◆ **Given problem**
Pull out each line of the records below that has the word "water" in it, paying attention to upper and lower case.

::::::

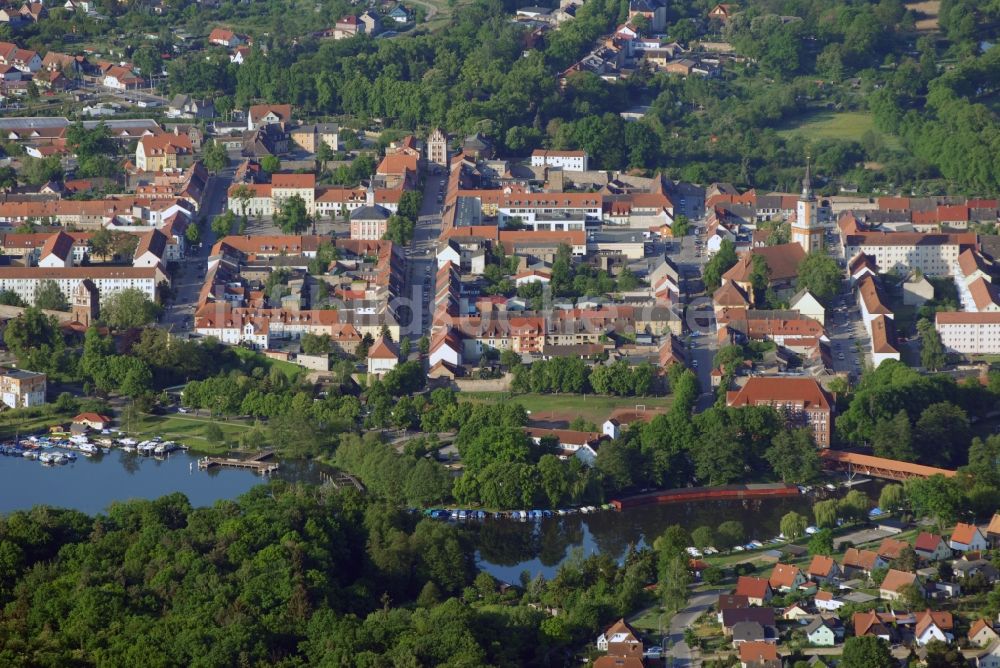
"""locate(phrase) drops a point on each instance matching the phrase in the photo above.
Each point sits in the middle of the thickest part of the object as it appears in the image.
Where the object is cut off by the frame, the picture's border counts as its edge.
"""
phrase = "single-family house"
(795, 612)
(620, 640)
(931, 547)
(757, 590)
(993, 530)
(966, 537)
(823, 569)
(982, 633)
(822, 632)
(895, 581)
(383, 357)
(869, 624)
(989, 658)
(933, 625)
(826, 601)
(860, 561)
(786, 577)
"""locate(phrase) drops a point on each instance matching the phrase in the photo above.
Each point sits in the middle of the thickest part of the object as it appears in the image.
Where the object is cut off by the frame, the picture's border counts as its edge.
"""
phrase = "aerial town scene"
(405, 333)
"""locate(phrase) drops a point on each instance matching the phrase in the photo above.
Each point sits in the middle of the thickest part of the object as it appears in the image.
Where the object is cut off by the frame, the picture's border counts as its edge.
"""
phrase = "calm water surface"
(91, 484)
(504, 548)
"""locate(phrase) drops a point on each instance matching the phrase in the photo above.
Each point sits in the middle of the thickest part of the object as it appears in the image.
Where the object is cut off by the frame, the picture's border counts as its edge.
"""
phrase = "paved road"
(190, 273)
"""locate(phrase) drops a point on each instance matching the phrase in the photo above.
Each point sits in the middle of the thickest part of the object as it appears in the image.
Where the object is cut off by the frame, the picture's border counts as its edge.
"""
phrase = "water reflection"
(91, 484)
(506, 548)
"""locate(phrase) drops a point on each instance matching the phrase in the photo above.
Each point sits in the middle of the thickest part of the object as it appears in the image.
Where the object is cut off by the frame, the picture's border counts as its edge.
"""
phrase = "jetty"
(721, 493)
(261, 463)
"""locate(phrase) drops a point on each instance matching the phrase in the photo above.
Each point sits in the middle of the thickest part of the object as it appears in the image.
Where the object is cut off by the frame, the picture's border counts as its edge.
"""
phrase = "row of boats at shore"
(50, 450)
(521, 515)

::::::

◆ **Expected output**
phrase = "calm water surface"
phrase = "water reflection"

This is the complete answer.